>>>

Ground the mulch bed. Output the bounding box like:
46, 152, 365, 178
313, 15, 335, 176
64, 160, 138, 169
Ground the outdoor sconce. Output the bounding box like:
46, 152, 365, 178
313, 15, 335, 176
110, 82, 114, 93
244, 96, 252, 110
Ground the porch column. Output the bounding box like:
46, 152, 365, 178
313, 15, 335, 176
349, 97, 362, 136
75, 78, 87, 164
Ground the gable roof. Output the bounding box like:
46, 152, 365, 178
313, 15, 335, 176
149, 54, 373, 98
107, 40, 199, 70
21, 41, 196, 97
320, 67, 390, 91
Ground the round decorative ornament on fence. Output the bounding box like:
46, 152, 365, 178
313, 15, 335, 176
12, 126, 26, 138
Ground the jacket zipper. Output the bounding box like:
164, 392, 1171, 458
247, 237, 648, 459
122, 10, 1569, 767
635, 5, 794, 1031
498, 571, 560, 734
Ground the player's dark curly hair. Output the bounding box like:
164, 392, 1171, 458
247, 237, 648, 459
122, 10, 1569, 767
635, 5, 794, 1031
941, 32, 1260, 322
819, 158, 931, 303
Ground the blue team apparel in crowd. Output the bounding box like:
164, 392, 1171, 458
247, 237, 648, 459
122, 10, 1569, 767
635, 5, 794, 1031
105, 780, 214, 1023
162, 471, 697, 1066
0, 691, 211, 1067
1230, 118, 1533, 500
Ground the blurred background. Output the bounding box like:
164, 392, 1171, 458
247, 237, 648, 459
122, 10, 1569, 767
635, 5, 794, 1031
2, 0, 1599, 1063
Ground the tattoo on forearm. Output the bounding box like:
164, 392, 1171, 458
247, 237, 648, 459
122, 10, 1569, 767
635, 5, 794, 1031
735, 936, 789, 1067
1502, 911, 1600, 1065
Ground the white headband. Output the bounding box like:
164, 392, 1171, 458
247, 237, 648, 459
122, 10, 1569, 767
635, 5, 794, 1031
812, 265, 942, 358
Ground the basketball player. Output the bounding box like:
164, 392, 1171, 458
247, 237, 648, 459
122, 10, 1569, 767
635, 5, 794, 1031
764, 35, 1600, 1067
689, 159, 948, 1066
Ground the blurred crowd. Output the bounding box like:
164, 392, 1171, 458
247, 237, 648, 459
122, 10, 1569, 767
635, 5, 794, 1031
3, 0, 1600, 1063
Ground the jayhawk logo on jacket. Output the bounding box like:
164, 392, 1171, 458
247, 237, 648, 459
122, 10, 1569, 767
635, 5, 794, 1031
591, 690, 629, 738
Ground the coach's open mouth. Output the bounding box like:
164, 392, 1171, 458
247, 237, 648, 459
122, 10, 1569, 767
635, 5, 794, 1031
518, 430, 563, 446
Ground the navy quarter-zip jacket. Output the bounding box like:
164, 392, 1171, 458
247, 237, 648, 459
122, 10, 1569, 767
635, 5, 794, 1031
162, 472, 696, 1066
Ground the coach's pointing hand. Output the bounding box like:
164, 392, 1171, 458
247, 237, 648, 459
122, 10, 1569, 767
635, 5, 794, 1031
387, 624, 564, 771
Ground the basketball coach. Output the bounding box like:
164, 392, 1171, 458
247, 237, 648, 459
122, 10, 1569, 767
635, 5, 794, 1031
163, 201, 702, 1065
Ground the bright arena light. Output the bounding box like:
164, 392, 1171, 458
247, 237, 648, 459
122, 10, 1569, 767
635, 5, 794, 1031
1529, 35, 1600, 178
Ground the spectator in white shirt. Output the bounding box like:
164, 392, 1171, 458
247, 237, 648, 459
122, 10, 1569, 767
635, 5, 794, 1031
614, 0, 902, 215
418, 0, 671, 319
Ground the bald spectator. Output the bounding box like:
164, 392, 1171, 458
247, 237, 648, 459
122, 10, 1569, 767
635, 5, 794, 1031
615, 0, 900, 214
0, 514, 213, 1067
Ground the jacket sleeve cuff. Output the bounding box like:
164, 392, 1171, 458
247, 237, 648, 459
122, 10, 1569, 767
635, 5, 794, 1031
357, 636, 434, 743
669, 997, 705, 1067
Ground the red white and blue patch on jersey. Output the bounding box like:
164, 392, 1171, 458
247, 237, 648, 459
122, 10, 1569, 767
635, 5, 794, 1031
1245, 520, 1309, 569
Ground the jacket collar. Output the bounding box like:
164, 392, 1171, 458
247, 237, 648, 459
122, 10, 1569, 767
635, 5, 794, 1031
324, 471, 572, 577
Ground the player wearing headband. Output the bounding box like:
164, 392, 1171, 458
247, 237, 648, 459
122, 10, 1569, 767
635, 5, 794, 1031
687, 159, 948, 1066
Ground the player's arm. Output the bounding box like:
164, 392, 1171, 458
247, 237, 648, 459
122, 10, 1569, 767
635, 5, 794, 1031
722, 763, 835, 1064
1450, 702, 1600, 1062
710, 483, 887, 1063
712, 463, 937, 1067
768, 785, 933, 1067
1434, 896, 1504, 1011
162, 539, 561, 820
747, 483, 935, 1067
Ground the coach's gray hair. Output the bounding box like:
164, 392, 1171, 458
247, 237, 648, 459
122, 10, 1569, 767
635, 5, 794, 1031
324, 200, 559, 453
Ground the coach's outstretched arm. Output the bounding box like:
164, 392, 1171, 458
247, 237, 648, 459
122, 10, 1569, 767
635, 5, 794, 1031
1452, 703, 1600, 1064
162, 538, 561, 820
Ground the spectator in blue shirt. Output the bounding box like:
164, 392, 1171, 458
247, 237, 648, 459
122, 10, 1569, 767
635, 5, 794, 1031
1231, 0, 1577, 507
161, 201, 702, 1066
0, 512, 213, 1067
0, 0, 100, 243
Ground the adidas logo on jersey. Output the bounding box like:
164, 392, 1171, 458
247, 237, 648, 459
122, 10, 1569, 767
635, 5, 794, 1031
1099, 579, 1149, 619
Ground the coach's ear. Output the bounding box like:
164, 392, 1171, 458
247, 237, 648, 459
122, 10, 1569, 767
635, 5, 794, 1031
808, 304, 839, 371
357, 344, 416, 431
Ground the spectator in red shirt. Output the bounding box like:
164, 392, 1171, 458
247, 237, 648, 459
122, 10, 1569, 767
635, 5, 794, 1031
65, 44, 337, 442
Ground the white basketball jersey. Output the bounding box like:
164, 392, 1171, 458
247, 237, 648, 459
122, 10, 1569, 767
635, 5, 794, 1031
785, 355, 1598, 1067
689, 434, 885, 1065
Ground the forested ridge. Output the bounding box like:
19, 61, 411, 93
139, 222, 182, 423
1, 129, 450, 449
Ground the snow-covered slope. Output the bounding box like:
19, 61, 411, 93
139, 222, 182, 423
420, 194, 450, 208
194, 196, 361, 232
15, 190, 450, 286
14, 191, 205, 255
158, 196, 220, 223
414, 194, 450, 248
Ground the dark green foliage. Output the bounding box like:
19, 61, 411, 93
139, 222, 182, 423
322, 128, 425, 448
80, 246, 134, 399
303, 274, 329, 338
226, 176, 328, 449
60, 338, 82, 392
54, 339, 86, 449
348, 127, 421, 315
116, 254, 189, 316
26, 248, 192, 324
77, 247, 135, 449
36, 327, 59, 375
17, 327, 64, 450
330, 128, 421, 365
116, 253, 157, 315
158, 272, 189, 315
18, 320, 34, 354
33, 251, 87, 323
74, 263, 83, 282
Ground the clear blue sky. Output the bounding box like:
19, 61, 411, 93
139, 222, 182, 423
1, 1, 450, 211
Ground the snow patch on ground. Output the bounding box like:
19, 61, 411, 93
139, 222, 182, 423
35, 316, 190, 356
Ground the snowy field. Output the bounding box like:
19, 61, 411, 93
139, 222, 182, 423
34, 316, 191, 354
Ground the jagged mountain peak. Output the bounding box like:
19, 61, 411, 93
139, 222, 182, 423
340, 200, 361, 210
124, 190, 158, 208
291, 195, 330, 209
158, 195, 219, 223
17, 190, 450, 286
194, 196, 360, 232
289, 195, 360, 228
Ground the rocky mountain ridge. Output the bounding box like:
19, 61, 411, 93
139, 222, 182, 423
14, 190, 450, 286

<<<

- What this task involves -
Scan the data above. Return every line with "mountain" in it.

- Reply to the exercise -
Ground the jagged mountain peak. Output the bounding box like:
Ground the rocky mountain ridge. Output the bounding box like:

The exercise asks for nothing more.